(SELECTED PASSAGE Opens)
THE owners of an exotic dancing venue have vowed to stay in Northwood after a bid by residents to close it down failed.
The Olde Northwood Public House in Pinner Road has hosted lapdancing for 12 years but new government legislation forced it to apply for a Sex Establishment Licence - giving locals the chance to object.
An Uxbridge Civic Centre hearing last Thursday heard that, despite local concerns, no incidents of crime or anti-social behaviour had been linked to the pub since it reopened as a strip joint in 2000.
Owners Steve and Christine Pantling said the objections were unfounded and based on generalisations about the sex entertainment industry.
Mrs Pantling told the Gazette: "To the objectors I would say please come in and visit because what they seem to think is happening here is totally unreal.
"I used to think it was sordid before we started but now I feel much safer here than any other pub. You don't get trouble because the customers can see naked girls, they don't need to argue with other men about women, football or politics."
Nineteen objections were received, plus a petition of more than 100 names. Complaints argued the venue's location was unsuitable for exotic dancing.
London School of Theology student Amy Snaith said: "Because it is on the route to schools I am concerned about children being exposed."
And Ms Snaith also objected to the morality of sexual entertainment: "There is a new sweep of recognition for problems like sex addiction. We receive therapy at school."
(SELECTED PASSAGE Closes)
• _TASKS_
**1.** According to the article about the Northwood pub, how many objections were received?
**2.** Pick up the article about the Northwood pub after its last sentence and continue it.
The records have no connection to the article about the Northwood pub.
(DATA Opens)
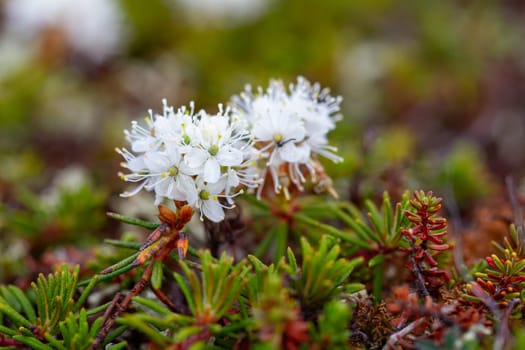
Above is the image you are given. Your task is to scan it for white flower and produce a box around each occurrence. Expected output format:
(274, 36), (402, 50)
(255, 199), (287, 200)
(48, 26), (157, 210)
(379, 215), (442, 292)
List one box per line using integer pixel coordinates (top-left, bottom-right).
(196, 179), (230, 222)
(232, 77), (342, 195)
(185, 110), (245, 183)
(117, 100), (257, 221)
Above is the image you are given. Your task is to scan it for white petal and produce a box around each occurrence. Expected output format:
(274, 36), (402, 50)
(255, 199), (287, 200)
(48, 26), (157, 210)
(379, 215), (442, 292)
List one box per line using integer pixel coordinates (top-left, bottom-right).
(144, 152), (170, 173)
(184, 148), (209, 168)
(216, 147), (243, 166)
(279, 142), (301, 163)
(203, 157), (221, 183)
(201, 200), (224, 222)
(177, 175), (199, 206)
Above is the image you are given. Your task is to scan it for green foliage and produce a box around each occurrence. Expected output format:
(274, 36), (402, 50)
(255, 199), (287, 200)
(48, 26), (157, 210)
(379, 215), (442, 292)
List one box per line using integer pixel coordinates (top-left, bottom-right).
(464, 225), (525, 318)
(438, 142), (494, 208)
(288, 236), (363, 309)
(0, 265), (102, 350)
(315, 300), (352, 349)
(175, 251), (248, 325)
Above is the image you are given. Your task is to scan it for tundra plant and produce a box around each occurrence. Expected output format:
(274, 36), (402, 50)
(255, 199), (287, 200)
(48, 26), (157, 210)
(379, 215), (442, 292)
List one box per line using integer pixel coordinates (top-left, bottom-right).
(DATA Closes)
• _ANSWER LIST_
**1.** Nineteen objections were received, plus a petition of more than 100 names.

**2.**
Local resident Mrs Sheppard said: "Strip joints are more suited to larger areas like West Drayton or Hayes. People deliberately avoid the high street because they don't want to walk past it."
No objectors referred to specific crimes or unsavoury incidents, other than one occasion when a passing driver claimed she saw a fully naked woman through a gap in the window.
The Pantling's argued the area was not exclusively residential and contained a mixture of housing, retail and industrial uses. A nearby billboard had even displayed advertisements for Spearmint Rhino and Wonderbra.
Their lawyer Ian Duncan said: "In order to gain access to the dancing area you have to walk through an ordinary bar which sells food and drink. No one can walk in misguided, there are clear signs.
"You can still have a pint and a sandwich without seeing dancers."
Mr Duncan added that there was a zero-touch policy and without exotic dancing the business would become inviable.
Councillors on the licensing sub-committee later agreed to grant the licence on condition that an external sign depicting the silhouette of a woman be altered and CCTV screens were hidden from view.